Do this:
Reproduce the items below, substituting "marker" for "pin" and leaving all other text unchanged.

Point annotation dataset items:
________________
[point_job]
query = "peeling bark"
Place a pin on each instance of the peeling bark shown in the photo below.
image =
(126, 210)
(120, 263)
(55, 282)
________________
Answer:
[point_job]
query = "peeling bark"
Place a marker on each instance of the peeling bark shown in the photo below.
image =
(126, 210)
(120, 263)
(55, 282)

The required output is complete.